→ THE PROBLEM
A word-for-word transcript of every entry is required.

[Stored data]
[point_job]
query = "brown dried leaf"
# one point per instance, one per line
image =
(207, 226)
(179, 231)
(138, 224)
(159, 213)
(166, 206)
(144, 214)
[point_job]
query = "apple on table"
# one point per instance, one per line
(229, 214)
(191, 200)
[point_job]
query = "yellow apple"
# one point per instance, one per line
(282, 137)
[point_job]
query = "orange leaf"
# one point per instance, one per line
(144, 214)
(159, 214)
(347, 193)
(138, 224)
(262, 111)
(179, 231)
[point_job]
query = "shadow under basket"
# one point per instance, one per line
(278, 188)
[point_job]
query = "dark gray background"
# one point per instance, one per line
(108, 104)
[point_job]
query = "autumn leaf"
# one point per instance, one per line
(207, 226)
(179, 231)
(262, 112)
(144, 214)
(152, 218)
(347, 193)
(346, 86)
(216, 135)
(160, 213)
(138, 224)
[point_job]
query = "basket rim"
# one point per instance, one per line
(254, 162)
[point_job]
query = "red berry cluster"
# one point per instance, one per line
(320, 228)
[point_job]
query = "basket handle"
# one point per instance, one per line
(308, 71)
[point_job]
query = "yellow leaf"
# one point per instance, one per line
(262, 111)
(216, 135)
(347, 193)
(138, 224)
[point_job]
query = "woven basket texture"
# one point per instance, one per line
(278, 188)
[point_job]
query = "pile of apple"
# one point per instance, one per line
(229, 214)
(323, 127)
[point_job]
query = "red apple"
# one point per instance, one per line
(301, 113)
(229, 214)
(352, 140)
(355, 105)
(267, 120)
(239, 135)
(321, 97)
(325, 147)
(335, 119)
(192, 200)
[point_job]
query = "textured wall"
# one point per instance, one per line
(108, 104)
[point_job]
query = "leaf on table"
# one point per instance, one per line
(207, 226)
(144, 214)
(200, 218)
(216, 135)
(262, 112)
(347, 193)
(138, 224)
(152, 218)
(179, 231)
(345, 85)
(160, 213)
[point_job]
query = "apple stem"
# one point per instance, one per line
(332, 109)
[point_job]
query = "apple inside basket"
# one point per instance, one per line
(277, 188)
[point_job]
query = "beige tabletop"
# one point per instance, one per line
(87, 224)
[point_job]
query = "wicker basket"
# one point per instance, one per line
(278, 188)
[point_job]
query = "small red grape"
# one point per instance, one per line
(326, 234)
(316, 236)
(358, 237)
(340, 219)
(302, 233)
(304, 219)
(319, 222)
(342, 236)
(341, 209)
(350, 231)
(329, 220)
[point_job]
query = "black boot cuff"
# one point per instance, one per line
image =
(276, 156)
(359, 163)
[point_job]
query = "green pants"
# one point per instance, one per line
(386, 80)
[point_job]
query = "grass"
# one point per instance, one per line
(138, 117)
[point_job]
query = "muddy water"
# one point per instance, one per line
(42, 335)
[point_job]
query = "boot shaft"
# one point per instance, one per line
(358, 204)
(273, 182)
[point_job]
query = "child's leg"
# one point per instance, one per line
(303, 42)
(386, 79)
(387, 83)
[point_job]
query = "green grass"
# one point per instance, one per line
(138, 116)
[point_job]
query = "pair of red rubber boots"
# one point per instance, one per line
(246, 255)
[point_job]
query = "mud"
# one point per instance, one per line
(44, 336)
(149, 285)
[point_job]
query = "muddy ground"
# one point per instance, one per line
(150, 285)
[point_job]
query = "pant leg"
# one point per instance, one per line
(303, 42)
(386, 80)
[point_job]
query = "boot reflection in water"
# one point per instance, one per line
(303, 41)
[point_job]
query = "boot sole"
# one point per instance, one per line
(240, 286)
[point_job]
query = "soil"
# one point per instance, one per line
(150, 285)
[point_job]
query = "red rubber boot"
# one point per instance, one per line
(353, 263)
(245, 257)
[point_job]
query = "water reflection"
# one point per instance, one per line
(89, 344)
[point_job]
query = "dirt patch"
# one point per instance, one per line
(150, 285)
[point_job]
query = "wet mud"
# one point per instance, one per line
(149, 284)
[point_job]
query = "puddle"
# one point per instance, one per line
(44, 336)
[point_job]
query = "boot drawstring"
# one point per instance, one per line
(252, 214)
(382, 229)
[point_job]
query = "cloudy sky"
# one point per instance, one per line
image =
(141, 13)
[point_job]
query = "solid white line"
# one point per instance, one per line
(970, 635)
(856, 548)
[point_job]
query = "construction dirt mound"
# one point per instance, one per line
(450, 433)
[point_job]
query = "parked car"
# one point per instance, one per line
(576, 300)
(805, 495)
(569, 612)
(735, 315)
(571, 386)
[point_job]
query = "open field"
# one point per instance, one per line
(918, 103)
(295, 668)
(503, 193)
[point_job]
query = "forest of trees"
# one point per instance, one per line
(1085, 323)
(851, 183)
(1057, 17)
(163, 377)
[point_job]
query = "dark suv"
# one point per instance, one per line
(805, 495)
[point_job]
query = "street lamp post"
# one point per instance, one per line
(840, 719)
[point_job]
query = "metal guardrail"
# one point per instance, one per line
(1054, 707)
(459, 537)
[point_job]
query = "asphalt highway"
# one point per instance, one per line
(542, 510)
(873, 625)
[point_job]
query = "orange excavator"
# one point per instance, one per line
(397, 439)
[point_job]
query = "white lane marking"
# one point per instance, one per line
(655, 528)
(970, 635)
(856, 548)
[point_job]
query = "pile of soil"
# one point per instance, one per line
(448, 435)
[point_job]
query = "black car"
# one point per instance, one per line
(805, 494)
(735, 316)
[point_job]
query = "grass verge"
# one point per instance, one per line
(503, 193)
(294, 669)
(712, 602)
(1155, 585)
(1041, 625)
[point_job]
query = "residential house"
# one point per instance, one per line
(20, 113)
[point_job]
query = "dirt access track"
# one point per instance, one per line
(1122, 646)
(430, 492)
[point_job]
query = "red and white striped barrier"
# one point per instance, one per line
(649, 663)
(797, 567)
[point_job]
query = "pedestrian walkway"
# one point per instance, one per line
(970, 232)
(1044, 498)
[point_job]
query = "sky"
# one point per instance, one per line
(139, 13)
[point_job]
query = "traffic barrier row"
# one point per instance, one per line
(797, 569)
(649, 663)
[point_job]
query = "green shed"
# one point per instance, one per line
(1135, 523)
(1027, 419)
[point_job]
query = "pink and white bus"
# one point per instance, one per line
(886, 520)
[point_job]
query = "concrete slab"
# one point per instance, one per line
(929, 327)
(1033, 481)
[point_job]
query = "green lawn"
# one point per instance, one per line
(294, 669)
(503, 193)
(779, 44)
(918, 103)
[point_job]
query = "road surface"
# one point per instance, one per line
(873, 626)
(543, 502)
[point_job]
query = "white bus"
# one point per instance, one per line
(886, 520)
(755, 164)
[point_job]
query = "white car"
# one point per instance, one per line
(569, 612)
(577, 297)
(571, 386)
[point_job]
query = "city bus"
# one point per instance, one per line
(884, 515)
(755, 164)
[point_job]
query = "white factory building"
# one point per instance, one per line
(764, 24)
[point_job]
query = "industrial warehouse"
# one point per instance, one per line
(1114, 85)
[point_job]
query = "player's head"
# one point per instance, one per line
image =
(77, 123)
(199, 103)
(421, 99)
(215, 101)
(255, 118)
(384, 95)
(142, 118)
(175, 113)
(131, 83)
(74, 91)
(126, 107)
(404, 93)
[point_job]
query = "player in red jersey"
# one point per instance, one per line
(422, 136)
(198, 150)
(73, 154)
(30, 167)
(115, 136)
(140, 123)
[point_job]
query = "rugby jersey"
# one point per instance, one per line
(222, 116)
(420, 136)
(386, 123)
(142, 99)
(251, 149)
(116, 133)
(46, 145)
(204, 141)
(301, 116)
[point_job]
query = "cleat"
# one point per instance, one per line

→ EXERCISE RESPONSE
[point_job]
query = "brown dried leaf"
# one point per instance, one per line
image =
(207, 226)
(179, 231)
(138, 224)
(159, 213)
(166, 206)
(144, 214)
[point_job]
query = "apple on table"
# one point per instance, one per line
(229, 214)
(191, 200)
[point_job]
query = "yellow apple"
# one point per instance, one per line
(282, 137)
[point_job]
query = "orange leaf"
# one point per instance, one per line
(144, 214)
(159, 214)
(347, 193)
(138, 224)
(262, 111)
(179, 231)
[point_job]
query = "shadow under basket"
# one point per instance, one per line
(278, 188)
[point_job]
query = "dark gray background"
# one point per instance, one per line
(108, 104)
[point_job]
query = "autumn leaf"
# one point per instance, one per line
(207, 226)
(179, 231)
(262, 112)
(144, 214)
(152, 218)
(347, 193)
(346, 86)
(216, 135)
(160, 213)
(138, 224)
[point_job]
query = "basket rim"
# one point per instance, one per line
(254, 162)
[point_job]
query = "red berry cluster"
# one point per instance, one per line
(320, 228)
[point_job]
query = "basket handle"
# one point per instance, one per line
(308, 71)
[point_job]
query = "yellow leaf"
# one point per instance, one per line
(262, 111)
(216, 135)
(347, 193)
(138, 224)
[point_job]
query = "woven basket texture"
# one point per instance, one per line
(278, 188)
[point_job]
query = "pile of apple"
# one point per instance, one per line
(229, 214)
(323, 127)
[point_job]
query = "red apple"
# one point per instance, one per line
(301, 113)
(229, 214)
(352, 140)
(355, 105)
(267, 120)
(239, 135)
(321, 97)
(325, 147)
(335, 119)
(192, 200)
[point_job]
query = "textured wall"
# one point per instance, one per line
(108, 104)
[point_job]
query = "leaf on table"
# one point per instance, one per line
(207, 226)
(144, 214)
(200, 218)
(216, 135)
(262, 112)
(347, 193)
(138, 224)
(152, 218)
(179, 231)
(345, 85)
(160, 213)
[point_job]
query = "apple stem"
# one point per instance, one per line
(332, 109)
[point_job]
query = "apple inside basket"
# one point per instance, one per line
(277, 188)
[point_job]
query = "beige tabletop"
# one point per instance, one per line
(87, 224)
[point_job]
query = "wicker basket"
# one point per instance, one per line
(278, 188)
[point_job]
query = "small red grape"
# one point per instance, one per line
(326, 234)
(316, 236)
(358, 237)
(340, 219)
(302, 233)
(304, 219)
(319, 222)
(342, 236)
(341, 209)
(350, 231)
(329, 220)
[point_job]
query = "black boot cuff"
# one point per instance, one per line
image =
(276, 156)
(359, 163)
[point_job]
query = "green pants"
# one point per instance, one per line
(386, 80)
[point_job]
query = "grass"
# one point per instance, one per line
(138, 117)
[point_job]
query = "muddy water"
# one point per instance, one per line
(42, 335)
[point_job]
query = "boot shaft"
# one point per instance, one per line
(358, 204)
(273, 182)
[point_job]
query = "child's leg"
# one point per instance, one per line
(303, 42)
(386, 79)
(387, 83)
[point_job]
query = "green grass"
# one point per instance, one per line
(138, 116)
[point_job]
query = "pair of red rubber boots"
# one point per instance, one per line
(246, 255)
[point_job]
query = "mud"
# one point per instance, one per line
(44, 336)
(149, 285)
[point_job]
query = "muddy ground"
# one point per instance, one per line
(150, 285)
[point_job]
query = "pant leg"
# one point per instance, one per line
(303, 42)
(386, 80)
[point_job]
query = "boot reflection in water"
# one point per instance, one per line
(303, 41)
[point_job]
query = "boot sole"
# one point per instance, one per line
(240, 286)
[point_job]
query = "soil"
# one point per instance, one per line
(150, 285)
[point_job]
query = "red rubber boot"
# one point per instance, one per line
(353, 263)
(245, 257)
[point_job]
query = "water reflection"
# one point per instance, one per line
(89, 344)
[point_job]
query = "dirt patch"
# one point per instance, one per line
(150, 285)
[point_job]
query = "wet mud"
# one point per instance, one per line
(149, 284)
[point_job]
query = "puddle"
# one point per instance, one per line
(44, 336)
[point_job]
query = "boot drawstring"
# one point per instance, one per line
(252, 214)
(382, 229)
[point_job]
query = "cloudy sky"
# one point per instance, one per line
image =
(141, 13)
[point_job]
query = "solid white line"
# one point per instance, one per line
(970, 635)
(856, 548)
[point_job]
query = "construction dirt mound"
# one point per instance, one per line
(450, 433)
[point_job]
query = "parked car"
# one point per instance, one per line
(576, 300)
(805, 495)
(569, 612)
(735, 315)
(571, 386)
[point_job]
query = "open field"
# one point per instance, one per line
(918, 103)
(295, 668)
(503, 193)
[point_job]
query = "forest of trees"
# one point per instance, one per line
(1085, 323)
(851, 183)
(1057, 17)
(163, 377)
[point_job]
query = "dark suv"
# one point per instance, one per line
(805, 495)
[point_job]
query = "street lamp post"
# one point per instance, one per line
(840, 719)
[point_job]
query = "metal guardrail"
# one point per instance, one per line
(1054, 707)
(459, 537)
[point_job]
query = "asphalt highway"
# one point per instance, one per line
(542, 510)
(873, 625)
[point_job]
query = "orange excavator"
# one point per instance, one per line
(397, 439)
[point_job]
query = "white lane marking"
# one point per instance, one per line
(655, 528)
(970, 635)
(856, 548)
[point_job]
query = "pile of soil"
# one point per instance, one per line
(448, 435)
[point_job]
query = "black car"
# one point per instance, one per line
(805, 494)
(735, 316)
[point_job]
query = "grass verge"
# one point per instance, one per line
(503, 193)
(294, 669)
(712, 602)
(1155, 585)
(1041, 625)
[point_job]
query = "residential house"
# one point per instance, one per line
(20, 113)
[point_job]
query = "dirt access track"
# one point per instance, one per line
(1122, 646)
(430, 492)
[point_job]
query = "red and white striped barrier"
# one point per instance, one per line
(649, 663)
(797, 567)
[point_job]
query = "pedestrian walkway"
# one point per instance, one per line
(970, 232)
(1044, 498)
[point_job]
query = "sky"
# one point per instance, one per line
(139, 13)
[point_job]
query = "traffic barrier row"
# one point per instance, one per line
(797, 569)
(649, 663)
[point_job]
query = "green shed"
# one point per instance, one per line
(1135, 523)
(1027, 419)
[point_job]
query = "pink and white bus"
# one point per instance, one per line
(886, 520)
[point_job]
query = "concrete slab"
# one point per instance, one per line
(929, 327)
(1033, 481)
[point_job]
query = "green lawn"
# one point per instance, one per line
(294, 669)
(503, 193)
(779, 44)
(918, 103)
[point_job]
query = "road surface"
# one point per instance, one per line
(873, 626)
(543, 502)
[point_job]
query = "white bus"
# one point per instance, one per line
(886, 520)
(755, 164)
[point_job]
query = "white car"
# one point per instance, one per line
(569, 612)
(577, 297)
(571, 386)
[point_job]
query = "city bus"
# one point per instance, one per line
(884, 515)
(755, 164)
[point_job]
query = "white factory building"
# one point per instance, one per line
(764, 24)
[point_job]
query = "industrial warehouse"
# one point per instance, one per line
(1114, 85)
[point_job]
query = "player's head"
# one point per instance, one per line
image =
(77, 123)
(199, 103)
(421, 99)
(215, 101)
(255, 118)
(384, 95)
(142, 118)
(175, 113)
(131, 83)
(74, 91)
(126, 107)
(404, 93)
[point_job]
query = "player in red jersey"
# one point per instance, one per line
(422, 136)
(198, 150)
(73, 154)
(30, 167)
(115, 136)
(140, 123)
[point_job]
query = "rugby jersey"
# one point per instance, one per line
(222, 116)
(420, 136)
(386, 123)
(142, 99)
(251, 149)
(116, 133)
(46, 145)
(204, 141)
(301, 116)
[point_job]
query = "cleat"
# one point per instance, one per line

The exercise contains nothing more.